Material for this exercise START

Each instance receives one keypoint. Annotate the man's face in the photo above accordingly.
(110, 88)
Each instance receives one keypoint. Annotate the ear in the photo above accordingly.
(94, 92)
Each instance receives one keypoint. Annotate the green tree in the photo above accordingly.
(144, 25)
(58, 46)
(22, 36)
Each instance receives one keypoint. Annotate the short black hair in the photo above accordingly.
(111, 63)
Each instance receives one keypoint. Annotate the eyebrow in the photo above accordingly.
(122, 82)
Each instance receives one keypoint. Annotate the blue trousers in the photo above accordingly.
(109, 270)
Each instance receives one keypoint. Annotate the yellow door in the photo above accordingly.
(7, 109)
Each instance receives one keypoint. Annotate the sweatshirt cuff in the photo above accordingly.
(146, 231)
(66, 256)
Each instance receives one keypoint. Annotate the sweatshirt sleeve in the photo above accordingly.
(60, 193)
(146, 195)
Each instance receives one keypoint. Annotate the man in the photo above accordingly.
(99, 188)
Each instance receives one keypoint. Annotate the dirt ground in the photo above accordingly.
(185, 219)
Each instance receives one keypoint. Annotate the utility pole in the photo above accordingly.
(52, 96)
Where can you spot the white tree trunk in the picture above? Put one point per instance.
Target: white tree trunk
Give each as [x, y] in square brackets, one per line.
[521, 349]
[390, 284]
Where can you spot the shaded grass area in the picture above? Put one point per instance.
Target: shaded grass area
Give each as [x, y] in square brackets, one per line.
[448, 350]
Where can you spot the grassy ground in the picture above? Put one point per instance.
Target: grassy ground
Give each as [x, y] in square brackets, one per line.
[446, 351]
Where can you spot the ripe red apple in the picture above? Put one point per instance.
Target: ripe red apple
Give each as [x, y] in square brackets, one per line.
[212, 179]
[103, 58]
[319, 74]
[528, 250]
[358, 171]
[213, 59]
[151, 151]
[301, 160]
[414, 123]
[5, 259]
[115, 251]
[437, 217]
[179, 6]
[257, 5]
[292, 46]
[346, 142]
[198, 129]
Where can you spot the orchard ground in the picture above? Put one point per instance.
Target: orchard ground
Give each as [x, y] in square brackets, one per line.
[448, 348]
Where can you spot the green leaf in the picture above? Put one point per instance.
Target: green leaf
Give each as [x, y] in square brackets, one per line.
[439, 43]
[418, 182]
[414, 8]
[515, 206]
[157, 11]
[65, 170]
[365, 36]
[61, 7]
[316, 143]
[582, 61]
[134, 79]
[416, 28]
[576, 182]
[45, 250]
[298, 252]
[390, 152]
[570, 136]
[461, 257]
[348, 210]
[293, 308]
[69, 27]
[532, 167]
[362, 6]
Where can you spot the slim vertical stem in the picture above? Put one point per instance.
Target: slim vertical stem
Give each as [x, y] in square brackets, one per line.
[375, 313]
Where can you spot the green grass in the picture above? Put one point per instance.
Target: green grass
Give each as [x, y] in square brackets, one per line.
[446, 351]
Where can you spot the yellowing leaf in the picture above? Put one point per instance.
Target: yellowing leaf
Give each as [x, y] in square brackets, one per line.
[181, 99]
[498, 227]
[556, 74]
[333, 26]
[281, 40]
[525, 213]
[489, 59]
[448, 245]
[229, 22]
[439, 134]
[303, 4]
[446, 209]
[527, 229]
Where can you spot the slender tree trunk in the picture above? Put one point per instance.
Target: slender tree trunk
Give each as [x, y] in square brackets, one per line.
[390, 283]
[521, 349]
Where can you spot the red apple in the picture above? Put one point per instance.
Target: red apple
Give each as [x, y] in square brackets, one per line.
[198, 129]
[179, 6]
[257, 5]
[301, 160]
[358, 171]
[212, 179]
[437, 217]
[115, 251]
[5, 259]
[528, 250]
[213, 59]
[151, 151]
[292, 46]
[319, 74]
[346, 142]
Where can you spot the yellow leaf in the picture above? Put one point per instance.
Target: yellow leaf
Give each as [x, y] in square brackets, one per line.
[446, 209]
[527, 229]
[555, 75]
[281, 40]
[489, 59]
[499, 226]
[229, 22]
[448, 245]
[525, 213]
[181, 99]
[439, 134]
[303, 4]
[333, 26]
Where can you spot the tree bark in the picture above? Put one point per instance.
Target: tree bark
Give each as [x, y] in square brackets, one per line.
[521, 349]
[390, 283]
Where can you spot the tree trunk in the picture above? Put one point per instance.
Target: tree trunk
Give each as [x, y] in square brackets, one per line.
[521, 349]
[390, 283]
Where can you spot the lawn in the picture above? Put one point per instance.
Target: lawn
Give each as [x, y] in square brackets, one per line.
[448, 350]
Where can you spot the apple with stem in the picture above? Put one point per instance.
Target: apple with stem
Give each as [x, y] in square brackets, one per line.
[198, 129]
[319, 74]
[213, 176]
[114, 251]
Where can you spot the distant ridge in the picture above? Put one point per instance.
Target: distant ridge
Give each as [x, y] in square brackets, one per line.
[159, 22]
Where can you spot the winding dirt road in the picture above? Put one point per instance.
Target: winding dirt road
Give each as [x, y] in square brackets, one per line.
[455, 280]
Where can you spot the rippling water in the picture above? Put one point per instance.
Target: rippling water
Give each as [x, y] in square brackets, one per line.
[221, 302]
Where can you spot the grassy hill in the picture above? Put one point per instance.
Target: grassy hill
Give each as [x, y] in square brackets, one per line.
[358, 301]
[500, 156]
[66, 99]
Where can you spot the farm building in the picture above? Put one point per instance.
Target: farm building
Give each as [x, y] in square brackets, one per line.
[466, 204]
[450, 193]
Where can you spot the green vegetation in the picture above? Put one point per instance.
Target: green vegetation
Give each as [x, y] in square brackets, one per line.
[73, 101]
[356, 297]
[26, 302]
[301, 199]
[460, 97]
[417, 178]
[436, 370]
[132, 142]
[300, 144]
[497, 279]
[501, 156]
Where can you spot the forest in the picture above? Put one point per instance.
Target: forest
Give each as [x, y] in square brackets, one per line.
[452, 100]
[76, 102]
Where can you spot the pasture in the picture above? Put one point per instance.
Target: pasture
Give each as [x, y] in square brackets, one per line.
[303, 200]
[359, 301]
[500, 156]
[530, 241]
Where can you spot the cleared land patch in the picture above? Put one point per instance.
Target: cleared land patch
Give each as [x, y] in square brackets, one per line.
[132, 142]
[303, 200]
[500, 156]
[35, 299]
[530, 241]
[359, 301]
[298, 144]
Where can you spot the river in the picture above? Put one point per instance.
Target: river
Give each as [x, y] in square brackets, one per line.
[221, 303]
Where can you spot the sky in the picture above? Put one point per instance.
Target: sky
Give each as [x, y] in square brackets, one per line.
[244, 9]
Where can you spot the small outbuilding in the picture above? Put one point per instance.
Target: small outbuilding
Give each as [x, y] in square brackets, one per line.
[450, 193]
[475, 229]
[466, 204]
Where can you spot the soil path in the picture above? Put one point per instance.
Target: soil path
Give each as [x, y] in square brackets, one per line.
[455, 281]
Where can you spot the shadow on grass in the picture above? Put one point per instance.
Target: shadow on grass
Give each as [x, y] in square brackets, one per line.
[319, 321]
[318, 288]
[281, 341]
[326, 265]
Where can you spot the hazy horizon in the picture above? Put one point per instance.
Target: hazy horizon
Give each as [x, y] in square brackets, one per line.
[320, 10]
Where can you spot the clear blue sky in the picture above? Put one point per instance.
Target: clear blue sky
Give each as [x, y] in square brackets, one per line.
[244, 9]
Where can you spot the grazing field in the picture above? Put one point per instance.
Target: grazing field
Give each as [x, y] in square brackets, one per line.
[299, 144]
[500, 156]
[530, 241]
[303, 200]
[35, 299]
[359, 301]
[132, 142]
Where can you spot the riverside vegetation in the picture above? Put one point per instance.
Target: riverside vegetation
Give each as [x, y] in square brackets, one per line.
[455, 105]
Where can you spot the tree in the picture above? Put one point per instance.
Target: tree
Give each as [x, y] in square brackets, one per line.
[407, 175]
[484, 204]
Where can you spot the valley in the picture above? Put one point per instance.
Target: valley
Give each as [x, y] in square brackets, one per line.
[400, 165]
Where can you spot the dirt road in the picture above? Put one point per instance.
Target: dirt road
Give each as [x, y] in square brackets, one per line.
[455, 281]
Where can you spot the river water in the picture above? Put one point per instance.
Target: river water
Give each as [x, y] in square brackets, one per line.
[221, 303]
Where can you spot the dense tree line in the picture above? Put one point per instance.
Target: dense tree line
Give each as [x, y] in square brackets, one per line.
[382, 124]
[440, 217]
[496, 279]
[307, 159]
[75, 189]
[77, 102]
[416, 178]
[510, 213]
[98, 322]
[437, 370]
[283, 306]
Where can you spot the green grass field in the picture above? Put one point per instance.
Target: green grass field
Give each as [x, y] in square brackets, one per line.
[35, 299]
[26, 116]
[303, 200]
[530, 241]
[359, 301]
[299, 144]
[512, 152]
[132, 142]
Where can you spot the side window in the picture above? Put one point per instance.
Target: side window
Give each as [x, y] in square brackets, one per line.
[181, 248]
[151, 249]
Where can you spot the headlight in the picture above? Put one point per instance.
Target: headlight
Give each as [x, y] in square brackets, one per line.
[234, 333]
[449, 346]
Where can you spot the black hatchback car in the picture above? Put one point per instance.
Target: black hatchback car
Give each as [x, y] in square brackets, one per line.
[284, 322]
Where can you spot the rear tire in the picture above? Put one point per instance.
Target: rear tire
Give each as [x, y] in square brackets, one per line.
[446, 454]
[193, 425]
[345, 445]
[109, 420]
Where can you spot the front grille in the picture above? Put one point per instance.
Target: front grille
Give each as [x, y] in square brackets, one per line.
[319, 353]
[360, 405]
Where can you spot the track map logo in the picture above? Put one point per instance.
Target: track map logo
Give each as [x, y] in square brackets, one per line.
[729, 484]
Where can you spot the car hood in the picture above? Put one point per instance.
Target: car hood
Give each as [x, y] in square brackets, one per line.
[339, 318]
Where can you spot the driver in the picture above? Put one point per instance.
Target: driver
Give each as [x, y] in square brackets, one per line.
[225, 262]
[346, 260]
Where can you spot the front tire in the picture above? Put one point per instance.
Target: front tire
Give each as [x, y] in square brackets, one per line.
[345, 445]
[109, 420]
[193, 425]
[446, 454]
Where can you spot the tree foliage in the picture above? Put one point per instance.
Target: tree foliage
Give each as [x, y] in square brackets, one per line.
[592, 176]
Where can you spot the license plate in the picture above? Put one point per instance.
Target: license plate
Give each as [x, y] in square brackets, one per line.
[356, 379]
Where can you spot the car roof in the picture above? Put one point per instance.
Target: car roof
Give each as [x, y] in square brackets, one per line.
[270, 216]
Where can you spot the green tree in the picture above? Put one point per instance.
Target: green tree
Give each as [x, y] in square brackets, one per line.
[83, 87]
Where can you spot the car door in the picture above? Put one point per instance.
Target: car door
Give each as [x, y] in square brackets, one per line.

Material for this exercise END

**Your goal**
Tally up the lines holding the string "white" in this listing, and report the total alone.

**Answer below**
2